* The task *
Render every line of the data below as a numbered list, skipping blank lines and omitting the pictures.

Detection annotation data
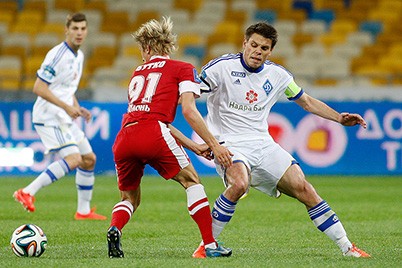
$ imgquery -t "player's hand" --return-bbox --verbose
[339,113,367,128]
[212,144,233,168]
[65,106,82,119]
[80,107,92,123]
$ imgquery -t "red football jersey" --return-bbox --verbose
[122,56,200,126]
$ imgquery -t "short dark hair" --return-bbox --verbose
[245,21,278,48]
[66,12,87,28]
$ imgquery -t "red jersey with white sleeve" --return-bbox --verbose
[122,56,200,126]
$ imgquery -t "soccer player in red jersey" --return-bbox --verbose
[107,17,232,258]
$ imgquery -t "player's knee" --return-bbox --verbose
[230,179,249,197]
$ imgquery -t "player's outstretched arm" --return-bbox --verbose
[181,92,233,168]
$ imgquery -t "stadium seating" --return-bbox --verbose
[0,0,402,90]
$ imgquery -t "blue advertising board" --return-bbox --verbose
[0,101,402,175]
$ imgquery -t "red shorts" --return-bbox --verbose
[113,121,190,191]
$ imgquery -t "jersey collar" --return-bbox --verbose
[240,53,264,73]
[64,41,78,57]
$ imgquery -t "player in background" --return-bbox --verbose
[193,22,370,258]
[14,13,106,220]
[107,17,232,258]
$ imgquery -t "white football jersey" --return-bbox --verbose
[32,42,84,125]
[200,53,303,142]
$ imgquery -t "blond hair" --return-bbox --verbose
[133,17,176,55]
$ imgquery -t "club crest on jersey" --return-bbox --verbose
[262,79,272,95]
[246,89,258,104]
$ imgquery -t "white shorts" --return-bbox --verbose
[34,123,92,158]
[215,138,296,197]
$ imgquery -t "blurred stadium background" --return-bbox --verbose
[0,0,402,98]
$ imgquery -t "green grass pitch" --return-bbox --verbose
[0,176,402,267]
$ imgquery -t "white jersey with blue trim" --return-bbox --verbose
[200,53,303,142]
[32,42,84,125]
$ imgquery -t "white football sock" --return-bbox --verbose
[75,168,95,215]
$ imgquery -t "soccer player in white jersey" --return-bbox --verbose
[14,13,106,220]
[193,22,370,258]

* Solved exercise *
1. $ imgquery -t "player's hand" --return-bbox --verbose
2. [339,113,367,128]
3. [212,144,233,168]
4. [65,106,82,119]
5. [80,107,92,123]
6. $ imgquery -t "red football jersey" --return-bbox --verbose
7. [122,56,200,126]
8. $ imgquery -t "short dark hair" --return-bbox --verbose
9. [245,21,278,48]
10. [66,12,87,28]
11. $ imgquery -t "red jersey with white sleeve" --return-bbox --verbose
12. [122,56,200,126]
13. $ imgquery -t "soccer player in red jersey" --return-bbox --verbose
14. [107,17,232,258]
15. $ imgquery -t "player's knee" --return-bbox --verbose
16. [230,179,249,197]
17. $ imgquery -t "player's outstretched arm" --return-bbox --verbose
18. [181,92,233,168]
19. $ imgquery -t "stadium seating" --return-bbox --verbose
20. [0,0,402,90]
21. $ imgquery -t "blue advertising board" --return-bbox --verbose
22. [0,101,402,175]
23. $ imgquery -t "red shorts" --return-bbox --verbose
24. [113,121,190,191]
25. $ imgquery -t "jersey collar" --return-bbox --verbose
26. [240,53,264,73]
27. [64,41,78,57]
28. $ imgquery -t "player in background" --return-bbox --verbose
29. [193,22,370,258]
30. [14,13,106,220]
31. [107,17,232,258]
32. $ imgquery -t "white football jersey" --return-bbox --verbose
33. [32,42,84,125]
34. [200,53,303,142]
35. $ imgquery -t "blond hair" --return-bbox --verbose
36. [133,17,176,55]
37. $ imgquery -t "club crest on jersey" --return-bbox --verbose
38. [262,79,272,95]
39. [246,89,258,104]
40. $ imgquery -t "white shorts" --return-bbox --verbose
41. [34,123,92,158]
42. [215,138,296,197]
43. $ imgquery -t "blurred stadium background" --return-bbox --verbose
44. [0,0,402,98]
45. $ imgquery -t "green grass pitch" --return-bbox --verbose
46. [0,176,402,267]
47. $ imgquery -t "white jersey with blue trim" --return-bbox --verbose
48. [200,53,303,142]
49. [32,42,84,125]
50. $ imgquery -t "white football sock" --return-bbox --verbose
51. [75,168,95,215]
52. $ imgquery -t "soccer player in white jersey" --return-bbox --verbose
53. [14,13,106,220]
54. [193,22,370,258]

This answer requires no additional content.